Copy the material below word for word, from the line containing "You are given the above image. An instance of boat hull" through the end of the material.

:::::

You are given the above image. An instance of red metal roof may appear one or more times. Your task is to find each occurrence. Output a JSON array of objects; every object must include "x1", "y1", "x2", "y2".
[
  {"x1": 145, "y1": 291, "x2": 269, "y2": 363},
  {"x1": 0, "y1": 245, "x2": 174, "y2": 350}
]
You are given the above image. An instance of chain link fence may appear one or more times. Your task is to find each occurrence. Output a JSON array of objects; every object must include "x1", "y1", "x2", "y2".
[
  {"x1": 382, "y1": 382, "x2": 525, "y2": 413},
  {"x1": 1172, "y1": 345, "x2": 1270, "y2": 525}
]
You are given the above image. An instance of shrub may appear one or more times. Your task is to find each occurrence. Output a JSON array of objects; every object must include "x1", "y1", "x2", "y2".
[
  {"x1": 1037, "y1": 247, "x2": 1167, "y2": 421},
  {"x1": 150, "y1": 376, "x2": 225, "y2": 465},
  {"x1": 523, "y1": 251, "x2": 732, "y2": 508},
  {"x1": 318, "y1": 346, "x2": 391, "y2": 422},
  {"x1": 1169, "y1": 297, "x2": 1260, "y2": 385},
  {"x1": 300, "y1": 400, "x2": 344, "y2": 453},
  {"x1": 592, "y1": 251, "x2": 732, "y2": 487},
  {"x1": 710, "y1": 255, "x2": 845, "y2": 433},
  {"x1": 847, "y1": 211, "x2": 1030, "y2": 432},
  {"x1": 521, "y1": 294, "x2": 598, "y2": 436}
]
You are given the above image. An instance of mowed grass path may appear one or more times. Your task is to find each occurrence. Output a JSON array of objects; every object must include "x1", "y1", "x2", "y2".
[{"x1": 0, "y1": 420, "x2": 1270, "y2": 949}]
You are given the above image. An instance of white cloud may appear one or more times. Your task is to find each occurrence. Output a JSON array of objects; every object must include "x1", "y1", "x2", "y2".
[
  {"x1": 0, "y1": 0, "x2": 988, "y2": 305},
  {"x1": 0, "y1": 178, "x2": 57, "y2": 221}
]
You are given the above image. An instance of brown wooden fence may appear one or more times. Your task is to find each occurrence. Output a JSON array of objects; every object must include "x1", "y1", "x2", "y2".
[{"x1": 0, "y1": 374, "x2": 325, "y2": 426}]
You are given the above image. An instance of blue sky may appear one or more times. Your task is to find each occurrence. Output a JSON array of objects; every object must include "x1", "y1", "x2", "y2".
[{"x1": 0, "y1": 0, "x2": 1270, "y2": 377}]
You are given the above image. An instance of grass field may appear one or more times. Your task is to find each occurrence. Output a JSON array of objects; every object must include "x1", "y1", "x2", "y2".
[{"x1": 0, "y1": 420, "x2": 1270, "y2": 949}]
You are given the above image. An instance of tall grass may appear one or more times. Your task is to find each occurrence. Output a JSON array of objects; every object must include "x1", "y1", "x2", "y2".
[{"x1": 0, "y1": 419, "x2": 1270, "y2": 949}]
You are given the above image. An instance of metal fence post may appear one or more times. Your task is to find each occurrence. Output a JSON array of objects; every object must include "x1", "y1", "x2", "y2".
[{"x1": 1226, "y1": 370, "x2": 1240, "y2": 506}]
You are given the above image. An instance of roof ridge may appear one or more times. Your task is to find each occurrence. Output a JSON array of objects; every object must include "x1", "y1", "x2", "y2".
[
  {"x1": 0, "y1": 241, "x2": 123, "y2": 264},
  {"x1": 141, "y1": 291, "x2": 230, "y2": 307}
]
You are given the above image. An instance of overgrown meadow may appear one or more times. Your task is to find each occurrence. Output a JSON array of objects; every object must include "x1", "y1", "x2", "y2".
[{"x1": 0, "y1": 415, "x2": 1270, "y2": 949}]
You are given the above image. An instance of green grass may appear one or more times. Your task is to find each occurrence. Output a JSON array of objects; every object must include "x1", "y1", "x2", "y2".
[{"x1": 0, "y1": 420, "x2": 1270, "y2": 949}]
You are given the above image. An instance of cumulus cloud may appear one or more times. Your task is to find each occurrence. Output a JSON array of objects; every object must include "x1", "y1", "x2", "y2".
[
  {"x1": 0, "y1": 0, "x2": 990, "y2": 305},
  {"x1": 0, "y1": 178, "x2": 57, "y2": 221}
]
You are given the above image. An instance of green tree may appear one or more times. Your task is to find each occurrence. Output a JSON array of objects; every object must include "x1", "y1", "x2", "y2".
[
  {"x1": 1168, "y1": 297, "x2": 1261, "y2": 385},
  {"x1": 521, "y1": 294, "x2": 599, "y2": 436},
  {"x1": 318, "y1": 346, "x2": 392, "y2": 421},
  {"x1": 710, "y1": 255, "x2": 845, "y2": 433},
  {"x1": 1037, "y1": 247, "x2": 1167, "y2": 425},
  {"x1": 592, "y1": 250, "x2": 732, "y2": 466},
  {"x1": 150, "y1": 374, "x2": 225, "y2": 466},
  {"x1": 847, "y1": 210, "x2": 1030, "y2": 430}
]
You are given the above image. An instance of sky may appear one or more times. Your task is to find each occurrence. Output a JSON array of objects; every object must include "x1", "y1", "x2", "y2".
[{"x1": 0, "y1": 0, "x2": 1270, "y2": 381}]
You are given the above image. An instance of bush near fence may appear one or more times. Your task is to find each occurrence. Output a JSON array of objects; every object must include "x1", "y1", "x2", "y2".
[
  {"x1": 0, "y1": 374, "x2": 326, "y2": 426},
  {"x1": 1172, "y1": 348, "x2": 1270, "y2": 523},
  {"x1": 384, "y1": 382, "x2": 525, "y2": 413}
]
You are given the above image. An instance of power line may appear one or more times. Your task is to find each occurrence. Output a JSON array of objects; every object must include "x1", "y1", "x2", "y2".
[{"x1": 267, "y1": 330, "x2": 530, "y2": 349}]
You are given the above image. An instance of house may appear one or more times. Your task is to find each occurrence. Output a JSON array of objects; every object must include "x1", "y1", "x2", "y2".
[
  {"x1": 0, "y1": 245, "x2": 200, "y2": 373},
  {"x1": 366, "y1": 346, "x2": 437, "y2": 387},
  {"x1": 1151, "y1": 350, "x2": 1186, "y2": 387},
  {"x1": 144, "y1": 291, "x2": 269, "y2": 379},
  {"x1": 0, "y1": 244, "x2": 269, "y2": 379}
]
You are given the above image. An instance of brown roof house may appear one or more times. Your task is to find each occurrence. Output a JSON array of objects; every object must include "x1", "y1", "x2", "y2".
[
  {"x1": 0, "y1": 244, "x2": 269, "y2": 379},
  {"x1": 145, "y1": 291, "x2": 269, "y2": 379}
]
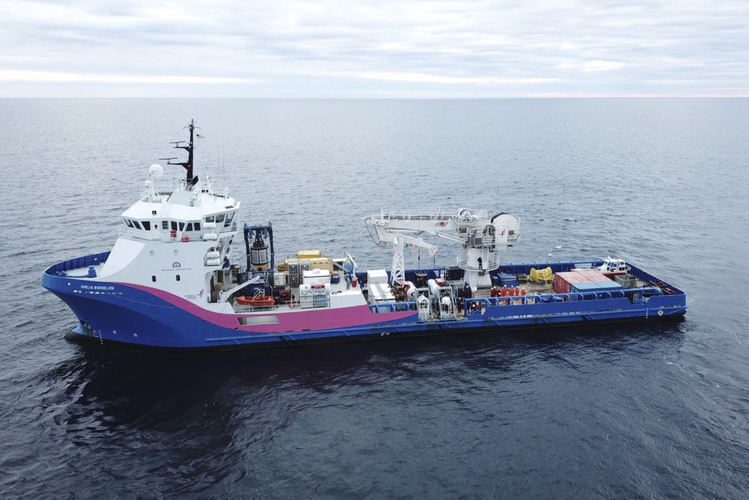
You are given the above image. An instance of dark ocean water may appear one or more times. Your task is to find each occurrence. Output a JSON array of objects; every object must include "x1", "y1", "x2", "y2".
[{"x1": 0, "y1": 99, "x2": 749, "y2": 498}]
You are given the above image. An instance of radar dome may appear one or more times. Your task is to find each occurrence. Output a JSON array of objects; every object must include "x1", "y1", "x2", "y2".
[{"x1": 148, "y1": 163, "x2": 164, "y2": 177}]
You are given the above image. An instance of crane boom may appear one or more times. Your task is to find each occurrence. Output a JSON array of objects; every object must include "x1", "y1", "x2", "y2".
[{"x1": 365, "y1": 208, "x2": 520, "y2": 287}]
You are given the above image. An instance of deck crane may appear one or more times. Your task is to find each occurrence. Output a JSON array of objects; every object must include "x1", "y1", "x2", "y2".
[{"x1": 364, "y1": 208, "x2": 520, "y2": 288}]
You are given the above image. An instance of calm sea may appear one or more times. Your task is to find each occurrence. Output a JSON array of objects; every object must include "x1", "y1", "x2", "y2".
[{"x1": 0, "y1": 99, "x2": 749, "y2": 498}]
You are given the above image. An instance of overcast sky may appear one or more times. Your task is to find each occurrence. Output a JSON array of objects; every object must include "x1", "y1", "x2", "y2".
[{"x1": 0, "y1": 0, "x2": 749, "y2": 98}]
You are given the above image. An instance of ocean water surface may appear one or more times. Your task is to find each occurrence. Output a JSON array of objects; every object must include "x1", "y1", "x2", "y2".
[{"x1": 0, "y1": 99, "x2": 749, "y2": 498}]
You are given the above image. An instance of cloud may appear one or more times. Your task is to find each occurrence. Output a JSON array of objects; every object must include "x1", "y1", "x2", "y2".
[
  {"x1": 0, "y1": 70, "x2": 260, "y2": 85},
  {"x1": 0, "y1": 0, "x2": 749, "y2": 97}
]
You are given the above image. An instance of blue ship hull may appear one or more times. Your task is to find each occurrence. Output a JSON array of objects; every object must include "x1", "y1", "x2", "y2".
[{"x1": 42, "y1": 253, "x2": 687, "y2": 349}]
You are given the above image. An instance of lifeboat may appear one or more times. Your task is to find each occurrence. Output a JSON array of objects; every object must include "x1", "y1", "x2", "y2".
[{"x1": 237, "y1": 295, "x2": 276, "y2": 307}]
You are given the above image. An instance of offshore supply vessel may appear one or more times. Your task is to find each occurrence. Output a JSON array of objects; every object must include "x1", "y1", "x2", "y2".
[{"x1": 42, "y1": 121, "x2": 687, "y2": 349}]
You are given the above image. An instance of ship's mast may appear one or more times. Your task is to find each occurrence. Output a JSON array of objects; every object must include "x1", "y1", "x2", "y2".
[{"x1": 165, "y1": 119, "x2": 195, "y2": 185}]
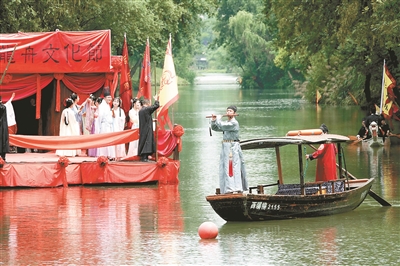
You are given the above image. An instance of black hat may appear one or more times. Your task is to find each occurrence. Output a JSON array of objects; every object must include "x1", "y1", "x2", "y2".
[
  {"x1": 319, "y1": 124, "x2": 329, "y2": 133},
  {"x1": 103, "y1": 87, "x2": 111, "y2": 97},
  {"x1": 226, "y1": 105, "x2": 237, "y2": 113}
]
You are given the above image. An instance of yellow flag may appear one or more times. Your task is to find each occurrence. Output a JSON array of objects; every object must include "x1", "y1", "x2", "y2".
[
  {"x1": 157, "y1": 36, "x2": 179, "y2": 129},
  {"x1": 316, "y1": 90, "x2": 321, "y2": 104},
  {"x1": 382, "y1": 65, "x2": 396, "y2": 115}
]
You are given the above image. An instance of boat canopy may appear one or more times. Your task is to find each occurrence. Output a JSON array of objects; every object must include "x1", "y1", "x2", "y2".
[{"x1": 240, "y1": 134, "x2": 350, "y2": 150}]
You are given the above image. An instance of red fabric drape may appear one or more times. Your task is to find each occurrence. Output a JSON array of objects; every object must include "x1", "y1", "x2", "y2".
[
  {"x1": 0, "y1": 74, "x2": 53, "y2": 102},
  {"x1": 158, "y1": 130, "x2": 178, "y2": 157},
  {"x1": 9, "y1": 129, "x2": 139, "y2": 150},
  {"x1": 62, "y1": 73, "x2": 106, "y2": 94}
]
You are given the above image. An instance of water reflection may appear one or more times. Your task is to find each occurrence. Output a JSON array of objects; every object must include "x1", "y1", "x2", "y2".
[
  {"x1": 0, "y1": 75, "x2": 400, "y2": 265},
  {"x1": 0, "y1": 185, "x2": 184, "y2": 265}
]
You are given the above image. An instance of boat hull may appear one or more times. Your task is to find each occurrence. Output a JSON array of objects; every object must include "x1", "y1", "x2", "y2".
[{"x1": 206, "y1": 179, "x2": 373, "y2": 221}]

:::::

RESULT OF THE TASK:
You are given the above image. An instance of boat hull may appear one or more times. Your task is to find each occurrence. Output a JSON array of objects; every object must include "x1", "y1", "x2", "y2".
[{"x1": 206, "y1": 179, "x2": 373, "y2": 221}]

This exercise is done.